* [Complete the following]:
1. Answer these questions using the text about the Nostradamus prediction, one answer per line, marked as the questions are:
(a) What did the writer search to check the prediction, and what did the search turn up?
(b) In what year did Boniface write the Bull Unam Sanctam?
(c) What place did the forces of Nogaret and Sciarra Colonna storm in October 1303?
2. Extend the text about the Nostradamus prediction, picking up right after its final sentence.
begin Text block
I started to think about this “prediction” and it really didn’t “feel right,” so to say. The likelihood of there being such an open split in the Catholic church, the possibility of a pope taking up residence in Avignon in this day and age, is so remote as to be laughable.

Since I don’t have this guy’s book and can’t find out exactly what quatrain he is talking about, and since I have a computerized text version of Nostradamu’s quatrains and a search program, I did a search to see if anything at all fit.

Nothing did.

I can only think that he is reading something into a quatrain that is very vague, and what it is, I don’t know.

When I first read this, I immediately thought of the contankerations surrounding Phillippe le Bel and his desire to eliminate the Templars and take all their goodies for himself. There is a pretty good synopsis of the events HERE.

We read here about a certain event that is quite astonishing and sounds exactly like what the Colombian author has described:

… [T]he French king Philip IV (the Fair) was getting impatient with the pope for not crowning him Emperor. He began taxing the clergy and withholding church revenues - despite an earlier papal bull that this was a grave offence.

In 1302, Boniface penned a Bull Unam Sanctam (‘one holy’) not just to Philip but to the whole church:

‘There is but one, Holy, Catholic and Apostolic Church outside of which there is no salvation …

‘We declare that it is wholly necessary for salvation for every creature to be subject to the Roman Pontiff’.

A year later, Boniface was working on another Bull, this time to excommunicate Philip. What he didn’t know was that Nogaret had joined forces with Sciarra Colonna, relative of the sacked cardinals. In October that year (1303), their forces stormed into Anagni, the pope’s favourite retreat. The invaders began burning the main doors of the cathedral and slaughtered all who had not yet fled. They then advanced towards the palace, killing all (bishops included) along the way. The pope’s bodyguards surrendered.
end Text block
begin Records provided
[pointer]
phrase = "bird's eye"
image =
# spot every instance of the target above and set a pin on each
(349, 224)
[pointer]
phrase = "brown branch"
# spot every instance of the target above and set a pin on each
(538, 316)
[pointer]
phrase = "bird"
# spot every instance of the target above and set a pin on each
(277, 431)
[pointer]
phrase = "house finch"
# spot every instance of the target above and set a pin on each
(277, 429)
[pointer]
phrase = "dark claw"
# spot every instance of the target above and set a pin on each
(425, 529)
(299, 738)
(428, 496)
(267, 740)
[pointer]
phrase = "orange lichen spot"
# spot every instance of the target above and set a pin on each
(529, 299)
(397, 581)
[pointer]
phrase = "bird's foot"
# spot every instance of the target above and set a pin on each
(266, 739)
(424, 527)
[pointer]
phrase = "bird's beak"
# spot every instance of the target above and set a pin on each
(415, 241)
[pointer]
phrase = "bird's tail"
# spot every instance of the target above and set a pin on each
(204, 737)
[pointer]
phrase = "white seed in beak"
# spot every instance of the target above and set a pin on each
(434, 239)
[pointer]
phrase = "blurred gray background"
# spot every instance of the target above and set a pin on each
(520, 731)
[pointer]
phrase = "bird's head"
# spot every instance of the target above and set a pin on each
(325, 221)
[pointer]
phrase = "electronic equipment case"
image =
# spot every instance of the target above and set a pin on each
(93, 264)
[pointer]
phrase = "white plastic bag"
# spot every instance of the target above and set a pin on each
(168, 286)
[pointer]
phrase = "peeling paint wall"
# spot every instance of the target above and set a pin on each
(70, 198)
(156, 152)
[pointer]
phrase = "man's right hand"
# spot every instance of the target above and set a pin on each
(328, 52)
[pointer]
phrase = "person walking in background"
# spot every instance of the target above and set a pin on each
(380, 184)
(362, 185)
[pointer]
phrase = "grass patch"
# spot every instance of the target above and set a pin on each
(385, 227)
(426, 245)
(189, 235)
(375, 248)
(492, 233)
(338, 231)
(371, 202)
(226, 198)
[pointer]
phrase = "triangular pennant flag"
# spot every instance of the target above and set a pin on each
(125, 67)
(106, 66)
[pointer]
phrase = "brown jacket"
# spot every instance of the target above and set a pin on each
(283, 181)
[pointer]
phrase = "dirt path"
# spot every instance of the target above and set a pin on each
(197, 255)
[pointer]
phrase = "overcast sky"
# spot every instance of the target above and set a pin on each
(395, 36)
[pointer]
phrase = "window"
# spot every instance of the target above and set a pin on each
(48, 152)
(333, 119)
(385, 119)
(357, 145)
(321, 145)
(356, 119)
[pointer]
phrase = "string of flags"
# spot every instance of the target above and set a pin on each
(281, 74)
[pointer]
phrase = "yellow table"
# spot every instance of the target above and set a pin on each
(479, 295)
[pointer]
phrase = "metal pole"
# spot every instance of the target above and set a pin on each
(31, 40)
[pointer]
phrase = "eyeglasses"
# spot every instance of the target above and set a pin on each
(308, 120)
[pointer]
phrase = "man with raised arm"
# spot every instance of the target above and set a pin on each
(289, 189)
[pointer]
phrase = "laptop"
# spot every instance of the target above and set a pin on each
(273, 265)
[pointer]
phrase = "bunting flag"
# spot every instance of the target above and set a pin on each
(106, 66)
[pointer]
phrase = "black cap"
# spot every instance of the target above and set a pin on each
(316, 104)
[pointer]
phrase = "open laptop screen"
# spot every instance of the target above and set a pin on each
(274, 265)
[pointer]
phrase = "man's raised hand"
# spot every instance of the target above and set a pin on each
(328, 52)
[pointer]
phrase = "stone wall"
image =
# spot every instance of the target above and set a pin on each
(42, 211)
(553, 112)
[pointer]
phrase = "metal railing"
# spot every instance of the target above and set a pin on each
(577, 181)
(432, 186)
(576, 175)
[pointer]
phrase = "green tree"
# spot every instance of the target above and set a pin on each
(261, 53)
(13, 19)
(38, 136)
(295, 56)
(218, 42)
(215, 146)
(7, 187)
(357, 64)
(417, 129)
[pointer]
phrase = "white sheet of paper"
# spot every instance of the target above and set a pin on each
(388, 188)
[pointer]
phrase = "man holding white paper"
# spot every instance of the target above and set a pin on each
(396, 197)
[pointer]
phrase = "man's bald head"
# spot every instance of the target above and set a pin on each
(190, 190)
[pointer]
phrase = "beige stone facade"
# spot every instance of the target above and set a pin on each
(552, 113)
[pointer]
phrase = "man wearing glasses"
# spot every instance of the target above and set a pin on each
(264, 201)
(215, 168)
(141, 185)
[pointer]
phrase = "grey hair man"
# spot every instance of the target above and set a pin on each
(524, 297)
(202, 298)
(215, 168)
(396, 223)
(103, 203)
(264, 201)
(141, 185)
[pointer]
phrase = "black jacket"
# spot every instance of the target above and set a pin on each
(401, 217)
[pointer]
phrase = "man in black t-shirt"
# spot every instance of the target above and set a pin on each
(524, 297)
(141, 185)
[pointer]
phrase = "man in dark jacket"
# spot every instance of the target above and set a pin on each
end Records provided
* [Exercise results]:
1.
(a) A computerized text version of Nostradamus's quatrains; nothing fit.
(b) 1302.
(c) Anagni, the pope's favorite retreat.

2.
Sciarra made his way to the huge audience chamber. There sat the pope, 86, alone except for a single cowering cardinal. He was attired in full regalia, including a gold cross in his hands. Initially awed, Sciarra strode slowly towards the Pontiff. “Resign”, he shouted and slapped him across the face, the chamber walls echoing with the sound.. Too proud to beg for mercy, Boniface lowered his head and intoned that he was ready to die. Sciarra hesitated and then raised his sword.

Just then Nogaret burst in and shouted at him that the pope was wanted in France to face a general council. Sciarra put back his sword but proceeded to strip the pope of his costly tiara and garments until he stood nearly naked, showing his body infested with lice. He was thrown into a dungeon, dark and dank. Meanwhile the people of the town got organised, drove away the invaders and rescued the pope.

Boniface was a changed man. The hunger and thirst in the dungeon, the darkness and isolation, the rats scampering over him had unhinged him. He kept himself locked in the Lateran for 5 weeks and there in solitude he died. His predecessor Celestine had foretold: “You leapt to the throne like a fox, you will rule like a lion, you will die like a dog.”

The next pope, Benedict XI, died of dysentery in 8 months. There was 11 months of wrangling between the French and other cardinals deciding on his successor. In the end, the Archbishop of Bordeaux was elected as Pope Clement V. King Philip of France had a French pope at last. Clement never set foot in Rome. In order not ‘to cause pain to our dear son, the King of France’, in 1309 he moved to Avignon, a small city in Provence which then belonged not to France but to the king of Naples.It was almost surrounded by papal territory. He agreed to be crowned at Lyon, absolved Philip and Nogaret of all wrong doing and even published a bull praising Philip for his hostile actions against Boniface. Clement created a large number of cardinals, most of them French, 5 being members of his own family. He died in 1314. It took two years to decide on his successor, John XXII.

The thing is, all of this happened BEFORE the time of Nostradamus and, since Nostradamus is supposed to be writing prophecies, that is, things that will happen in the future, “true believers” have to project such events forward in time.

But, what if Nostradamus was not ALWAYS writing about the future? What if Nostradamus was writing also about the past, that is, recording things for posterity so that people would know “what really happened?”

The reason I am suggesting this is because of an article I have already mentioned by Laura Knight-Jadczyk entitled “The True Identity of Fulcanelli and the Da Vinci Code.” In this article she mentions the following:

Another of Marguerite’s [of Navarre, wife of Henri d’Albret] associates and correspondents was Jules Cesar Scaliger who was a close friend and associate of Nostradamus. Nostradamus, as it happens, was born in Alet-le-Bains, in Foix lands. Nostradamus also attended school with Rabelais.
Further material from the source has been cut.